March 2, 2010 – A robotic cath lab navigation system may potentially raise the standard of care in percutaneous coronary intervention (PCI) by improving standardization, reproducibility and accuracy, according to George W. Vetrovec, M.D., of Virginia Commonwealth University Medical Center, when he spoke at CRT 2010 last week.
Corindus Vascular Robotics created a vascular robotic system designed to improve patient outcomes while protecting physicians from occupational hazards. Its CorPath vascular robotic system was the subject of a podium presentation last week at CRT.
“The CorPath vascular robotic system can potentially foster a new standard of care for precise stent deployment — which is a big challenge today due to the limited precision associated with manually controlled PCI procedures,” said Dr. Vetrovec, director of the adult cardiac catheterization laboratory, associate chairman of medicine for clinical affairs in the department of internal medicine, and a member of the VCU Health System Board of Directors. “My personal experience using the CorPath system leads me to believe that the system potentially offers interventional cardiologists and their patients several significant procedural advantages over the current manual PCI procedure.”
###
• [Task item A]:
Which company does the article on the CorPath robotic system say created it?
• [Task item B]:
Please reproduce the passage of the CorPath article word for word, starting with "March 2, 2010" and going on through "week at CRT.".
• [Task item C]:
Write the next few paragraphs of the CorPath robotic system article, picking up after its final sentence.

• [Provided material]:
###
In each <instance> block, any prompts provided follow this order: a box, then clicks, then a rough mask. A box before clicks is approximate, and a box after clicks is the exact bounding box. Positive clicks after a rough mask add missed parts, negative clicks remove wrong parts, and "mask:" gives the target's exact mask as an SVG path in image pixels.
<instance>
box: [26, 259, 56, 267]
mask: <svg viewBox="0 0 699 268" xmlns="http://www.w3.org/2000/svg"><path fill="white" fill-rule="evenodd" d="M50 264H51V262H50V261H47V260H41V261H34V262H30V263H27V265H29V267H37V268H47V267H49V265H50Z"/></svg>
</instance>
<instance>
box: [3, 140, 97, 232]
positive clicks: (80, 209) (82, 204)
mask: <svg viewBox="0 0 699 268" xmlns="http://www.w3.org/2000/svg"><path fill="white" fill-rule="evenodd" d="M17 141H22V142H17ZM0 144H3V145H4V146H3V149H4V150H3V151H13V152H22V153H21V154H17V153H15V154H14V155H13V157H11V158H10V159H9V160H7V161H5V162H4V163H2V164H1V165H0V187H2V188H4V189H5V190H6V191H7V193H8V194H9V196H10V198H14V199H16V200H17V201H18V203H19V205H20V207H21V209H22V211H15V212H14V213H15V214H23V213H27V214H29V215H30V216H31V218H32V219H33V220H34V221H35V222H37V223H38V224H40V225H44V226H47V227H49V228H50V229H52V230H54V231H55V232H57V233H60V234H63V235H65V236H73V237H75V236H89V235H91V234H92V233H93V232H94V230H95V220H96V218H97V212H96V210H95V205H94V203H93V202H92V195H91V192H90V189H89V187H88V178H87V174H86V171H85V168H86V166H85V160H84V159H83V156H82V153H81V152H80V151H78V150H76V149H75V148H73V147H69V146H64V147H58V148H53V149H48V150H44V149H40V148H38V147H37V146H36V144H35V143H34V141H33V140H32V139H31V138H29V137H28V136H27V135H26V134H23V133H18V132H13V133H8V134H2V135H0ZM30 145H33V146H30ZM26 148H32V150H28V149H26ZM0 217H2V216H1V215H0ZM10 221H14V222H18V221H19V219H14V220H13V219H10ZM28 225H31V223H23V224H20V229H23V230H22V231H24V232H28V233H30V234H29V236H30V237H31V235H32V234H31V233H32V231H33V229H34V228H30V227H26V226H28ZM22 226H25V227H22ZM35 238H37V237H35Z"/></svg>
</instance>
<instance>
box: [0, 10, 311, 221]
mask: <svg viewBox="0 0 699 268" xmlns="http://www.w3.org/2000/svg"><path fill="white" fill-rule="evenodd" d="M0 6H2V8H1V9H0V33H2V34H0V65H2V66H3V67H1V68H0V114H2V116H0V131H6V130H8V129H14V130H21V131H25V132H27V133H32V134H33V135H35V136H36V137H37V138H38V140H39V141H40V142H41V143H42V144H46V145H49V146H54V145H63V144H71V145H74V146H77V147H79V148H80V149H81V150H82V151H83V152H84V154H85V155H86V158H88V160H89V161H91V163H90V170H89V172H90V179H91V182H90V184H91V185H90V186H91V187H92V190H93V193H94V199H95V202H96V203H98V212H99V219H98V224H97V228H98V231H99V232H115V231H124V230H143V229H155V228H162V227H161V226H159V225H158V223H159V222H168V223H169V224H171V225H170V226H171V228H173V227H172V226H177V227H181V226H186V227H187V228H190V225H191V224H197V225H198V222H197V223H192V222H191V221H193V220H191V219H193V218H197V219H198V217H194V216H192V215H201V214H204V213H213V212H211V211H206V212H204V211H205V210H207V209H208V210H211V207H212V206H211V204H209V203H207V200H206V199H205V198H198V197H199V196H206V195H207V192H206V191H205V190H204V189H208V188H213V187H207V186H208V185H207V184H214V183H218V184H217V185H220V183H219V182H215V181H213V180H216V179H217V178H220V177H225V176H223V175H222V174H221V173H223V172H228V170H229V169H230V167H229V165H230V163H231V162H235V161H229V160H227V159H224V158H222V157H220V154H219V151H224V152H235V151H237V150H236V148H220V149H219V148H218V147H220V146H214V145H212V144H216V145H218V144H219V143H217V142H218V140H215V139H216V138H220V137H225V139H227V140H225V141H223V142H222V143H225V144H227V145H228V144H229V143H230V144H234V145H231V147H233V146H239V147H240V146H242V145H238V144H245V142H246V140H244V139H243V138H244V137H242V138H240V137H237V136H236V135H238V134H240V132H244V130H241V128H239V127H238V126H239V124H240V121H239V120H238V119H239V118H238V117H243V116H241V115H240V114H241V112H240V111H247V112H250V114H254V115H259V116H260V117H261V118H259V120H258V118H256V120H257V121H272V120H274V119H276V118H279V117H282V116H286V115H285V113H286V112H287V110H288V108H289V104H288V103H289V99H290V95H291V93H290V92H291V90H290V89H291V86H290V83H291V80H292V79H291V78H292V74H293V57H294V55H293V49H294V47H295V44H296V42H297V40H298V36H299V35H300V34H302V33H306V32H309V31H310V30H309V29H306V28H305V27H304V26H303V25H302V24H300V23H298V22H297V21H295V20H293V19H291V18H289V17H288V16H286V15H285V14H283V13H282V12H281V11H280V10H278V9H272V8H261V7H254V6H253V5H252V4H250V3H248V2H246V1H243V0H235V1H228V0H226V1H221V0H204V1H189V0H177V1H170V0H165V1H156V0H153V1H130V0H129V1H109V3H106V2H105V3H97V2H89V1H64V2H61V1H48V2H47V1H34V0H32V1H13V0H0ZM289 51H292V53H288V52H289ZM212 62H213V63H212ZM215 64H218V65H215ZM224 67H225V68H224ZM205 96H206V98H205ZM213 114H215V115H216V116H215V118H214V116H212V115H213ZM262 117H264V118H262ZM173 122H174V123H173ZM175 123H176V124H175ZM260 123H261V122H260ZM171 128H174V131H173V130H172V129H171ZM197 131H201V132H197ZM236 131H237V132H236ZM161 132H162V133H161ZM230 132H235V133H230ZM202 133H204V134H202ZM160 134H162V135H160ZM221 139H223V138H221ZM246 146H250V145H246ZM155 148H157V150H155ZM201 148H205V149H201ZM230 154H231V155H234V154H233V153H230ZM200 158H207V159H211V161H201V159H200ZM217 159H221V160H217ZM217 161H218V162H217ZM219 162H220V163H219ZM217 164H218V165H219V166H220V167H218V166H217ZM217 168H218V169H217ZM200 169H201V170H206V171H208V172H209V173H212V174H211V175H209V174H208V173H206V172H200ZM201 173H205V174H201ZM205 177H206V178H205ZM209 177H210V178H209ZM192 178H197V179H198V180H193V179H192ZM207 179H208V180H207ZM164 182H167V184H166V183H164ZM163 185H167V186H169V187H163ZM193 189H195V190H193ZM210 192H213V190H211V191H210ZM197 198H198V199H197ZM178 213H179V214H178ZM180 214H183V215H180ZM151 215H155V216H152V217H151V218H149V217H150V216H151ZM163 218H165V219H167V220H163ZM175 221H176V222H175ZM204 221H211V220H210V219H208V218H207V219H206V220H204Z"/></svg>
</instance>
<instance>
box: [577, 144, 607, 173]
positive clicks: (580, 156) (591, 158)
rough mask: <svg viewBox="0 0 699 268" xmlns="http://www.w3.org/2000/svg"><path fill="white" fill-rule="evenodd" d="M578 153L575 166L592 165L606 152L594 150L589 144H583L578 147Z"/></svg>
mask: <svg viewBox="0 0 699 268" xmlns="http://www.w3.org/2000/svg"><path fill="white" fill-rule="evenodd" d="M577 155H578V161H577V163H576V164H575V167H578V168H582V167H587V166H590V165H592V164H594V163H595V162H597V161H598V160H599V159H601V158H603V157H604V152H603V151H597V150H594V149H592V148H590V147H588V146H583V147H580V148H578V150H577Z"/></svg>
###
• [Response A]:
Corindus Vascular Robotics.

• [Response B]:
March 2, 2010 – A robotic cath lab navigation system may potentially raise the standard of care in percutaneous coronary intervention (PCI) by improving standardization, reproducibility and accuracy, according to George W. Vetrovec, M.D., of Virginia Commonwealth University Medical Center, when he spoke at CRT 2010 last week.
Corindus Vascular Robotics created a vascular robotic system designed to improve patient outcomes while protecting physicians from occupational hazards. Its CorPath vascular robotic system was the subject of a podium presentation last week at CRT.

• [Response C]:
The CorPath system is designed to significantly reduce radiation exposure, physician fatigue and other occupational hazards to physicians by allowing him or her to operate in an ergonomically correct position while being shielded from harmful and repeated radiation exposure. Many doctors also face chronic orthopedic ailments and fatigue due to the required use of heavy lead protection garments.
Corindus designs, manufactures and commercializes precision vascular robotic systems for use in minimally invasive procedures. The company’s initial product, the CorPath system, is the world’s first to precisely drive coronary guide wires and stent/balloon catheters during PCI procedures performed in a cath lab. While Corindus is focused initially on PCIs, its open-platform technology and IP allow the Company to address other segments of the vascular market — including peripheral and other complex cardiac interventions such as structural heart disease repair.
The Corindus CorPath system is an investigational device in the United States and is limited by federal law to investigational use only.